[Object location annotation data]

-- BEGIN --

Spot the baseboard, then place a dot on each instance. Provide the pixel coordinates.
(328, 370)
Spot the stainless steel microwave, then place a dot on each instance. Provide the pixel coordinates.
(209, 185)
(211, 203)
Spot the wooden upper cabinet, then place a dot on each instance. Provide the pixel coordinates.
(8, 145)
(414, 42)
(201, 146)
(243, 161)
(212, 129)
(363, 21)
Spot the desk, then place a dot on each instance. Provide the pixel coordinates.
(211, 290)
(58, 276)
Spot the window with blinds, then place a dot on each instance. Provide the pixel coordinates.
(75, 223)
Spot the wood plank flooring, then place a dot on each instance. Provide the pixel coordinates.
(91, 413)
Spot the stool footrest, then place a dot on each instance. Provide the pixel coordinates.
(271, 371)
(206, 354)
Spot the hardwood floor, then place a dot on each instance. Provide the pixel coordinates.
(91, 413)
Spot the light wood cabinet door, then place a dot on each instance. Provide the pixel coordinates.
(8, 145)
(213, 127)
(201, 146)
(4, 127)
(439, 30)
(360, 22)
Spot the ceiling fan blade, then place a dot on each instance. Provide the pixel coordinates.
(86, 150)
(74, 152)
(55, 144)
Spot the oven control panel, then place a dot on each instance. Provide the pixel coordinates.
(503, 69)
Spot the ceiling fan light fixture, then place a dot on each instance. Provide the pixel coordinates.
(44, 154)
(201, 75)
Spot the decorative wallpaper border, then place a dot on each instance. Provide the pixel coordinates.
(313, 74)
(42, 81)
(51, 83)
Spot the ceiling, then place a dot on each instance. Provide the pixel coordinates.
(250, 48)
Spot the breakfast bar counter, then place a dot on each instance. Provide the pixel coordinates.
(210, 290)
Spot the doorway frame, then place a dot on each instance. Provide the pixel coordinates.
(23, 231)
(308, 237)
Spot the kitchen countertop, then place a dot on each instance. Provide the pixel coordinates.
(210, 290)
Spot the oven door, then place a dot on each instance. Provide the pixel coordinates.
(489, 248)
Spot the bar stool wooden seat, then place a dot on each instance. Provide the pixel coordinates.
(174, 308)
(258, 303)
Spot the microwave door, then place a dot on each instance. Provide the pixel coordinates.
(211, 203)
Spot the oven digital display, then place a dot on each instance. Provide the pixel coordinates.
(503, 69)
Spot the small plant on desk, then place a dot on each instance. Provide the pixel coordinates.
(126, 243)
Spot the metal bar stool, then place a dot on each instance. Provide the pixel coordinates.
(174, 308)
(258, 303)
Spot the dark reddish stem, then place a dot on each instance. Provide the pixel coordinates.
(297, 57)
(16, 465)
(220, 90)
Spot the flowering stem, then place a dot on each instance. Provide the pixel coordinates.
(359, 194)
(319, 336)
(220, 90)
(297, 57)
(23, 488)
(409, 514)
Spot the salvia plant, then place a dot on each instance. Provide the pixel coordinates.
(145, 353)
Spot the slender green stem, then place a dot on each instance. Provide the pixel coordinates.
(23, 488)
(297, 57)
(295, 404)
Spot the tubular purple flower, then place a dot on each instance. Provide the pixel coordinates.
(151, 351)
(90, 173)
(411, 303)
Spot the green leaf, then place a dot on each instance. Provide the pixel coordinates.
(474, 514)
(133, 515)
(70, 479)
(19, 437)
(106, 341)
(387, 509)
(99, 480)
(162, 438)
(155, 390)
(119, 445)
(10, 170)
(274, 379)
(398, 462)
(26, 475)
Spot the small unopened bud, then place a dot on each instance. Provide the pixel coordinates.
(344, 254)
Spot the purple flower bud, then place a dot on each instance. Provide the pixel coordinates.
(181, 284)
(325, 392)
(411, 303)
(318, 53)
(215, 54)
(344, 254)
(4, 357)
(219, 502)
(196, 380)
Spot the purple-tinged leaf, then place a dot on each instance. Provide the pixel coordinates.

-- END --

• _WHAT IS NEEDED_:
Repeat the data precisely, reproducing every entry.

• _SOLUTION TO THIS PROBLEM_:
Spot the baseboard, then place a dot on each instance. Provide the pixel coordinates.
(328, 370)
Spot the stainless steel microwave, then place a dot on each instance. Provide the pixel coordinates.
(209, 185)
(211, 203)
Spot the wooden upper cabinet, then place a dot on each instance. Provide the pixel coordinates.
(8, 145)
(414, 42)
(201, 146)
(243, 161)
(212, 129)
(363, 21)
Spot the desk, then place a dot on each instance. Provide the pixel coordinates.
(211, 290)
(58, 276)
Spot the window with blinds, then place a dot on each instance. Provide the pixel coordinates.
(75, 223)
Spot the wood plank flooring, then place a dot on each instance. Provide the pixel coordinates.
(91, 413)
Spot the stool footrest, then place a dot on each instance. Provide the pixel coordinates.
(271, 371)
(206, 354)
Spot the hardwood floor, then place a dot on each instance. Provide the pixel coordinates.
(91, 413)
Spot the light wood cabinet door, then place a dot on each instance. Provide the pixel coordinates.
(8, 145)
(213, 127)
(201, 146)
(4, 127)
(439, 30)
(360, 22)
Spot the ceiling fan blade, then place a dot on each instance. Provide the pixel coordinates.
(86, 150)
(74, 152)
(55, 144)
Spot the oven control panel, then place a dot on each instance. Provide the pixel coordinates.
(503, 69)
Spot the ceiling fan light fixture, then place a dot on each instance. Provide the pixel coordinates.
(44, 154)
(201, 75)
Spot the decorative wallpaper border, then place a dot on each instance. Provide the pixel coordinates.
(313, 74)
(42, 81)
(51, 83)
Spot the ceiling, then place a dot on each instance. Provide the pixel coordinates.
(250, 48)
Spot the breakfast bar counter, then place a dot on each instance. Provide the pixel coordinates.
(210, 290)
Spot the doorway frame, then place a dot on each instance. Provide the pixel coordinates.
(23, 231)
(308, 237)
Spot the kitchen countertop, then place a dot on each instance. Provide the pixel coordinates.
(210, 290)
Spot the oven door, then place a dot on each instance. Provide the pixel coordinates.
(489, 248)
Spot the bar stool wooden seat, then place a dot on each instance. Provide the pixel coordinates.
(174, 308)
(258, 303)
Spot the microwave door, then place a dot on each instance. Provide the pixel coordinates.
(211, 203)
Spot the oven digital display, then place a dot on each instance. Provide the pixel coordinates.
(503, 69)
Spot the small plant on desk, then place a dot on each instance. Provide the pixel coordinates.
(126, 243)
Spot the metal bar stool, then place a dot on each instance. Provide the pixel coordinates.
(174, 308)
(258, 303)
Spot the dark reddish stem, then place a dot on each instance. Provide the pixel coordinates.
(297, 57)
(16, 465)
(220, 90)
Spot the flowering stem, then place a dot on each instance. Provide the pixel coordinates.
(359, 194)
(319, 336)
(220, 90)
(297, 57)
(23, 488)
(409, 514)
Spot the salvia plant, then place a dot on each instance. Provide the pixel coordinates.
(145, 353)
Spot the slender green stem, then place a dot on each instance. Provide the pixel coordinates.
(23, 488)
(297, 57)
(295, 404)
Spot the tubular purple flower, then place a dot on each instance. Provide the pixel coordinates.
(151, 351)
(90, 173)
(411, 303)
Spot the green leaf, then place a dot on each instance. Provide the pixel coordinates.
(474, 514)
(133, 515)
(70, 479)
(19, 437)
(106, 341)
(387, 509)
(99, 480)
(162, 438)
(155, 390)
(119, 445)
(10, 170)
(274, 379)
(398, 462)
(26, 475)
Spot the small unopened bud, then place a dot on each instance. Provide the pixel coordinates.
(344, 254)
Spot the purple flower bud, then place a dot on each instance. Provide the pixel coordinates.
(181, 284)
(325, 392)
(411, 303)
(318, 53)
(215, 54)
(344, 254)
(4, 357)
(219, 502)
(196, 380)
Spot the purple-tinged leaf, then place a dot on each instance. Provide the pixel coordinates.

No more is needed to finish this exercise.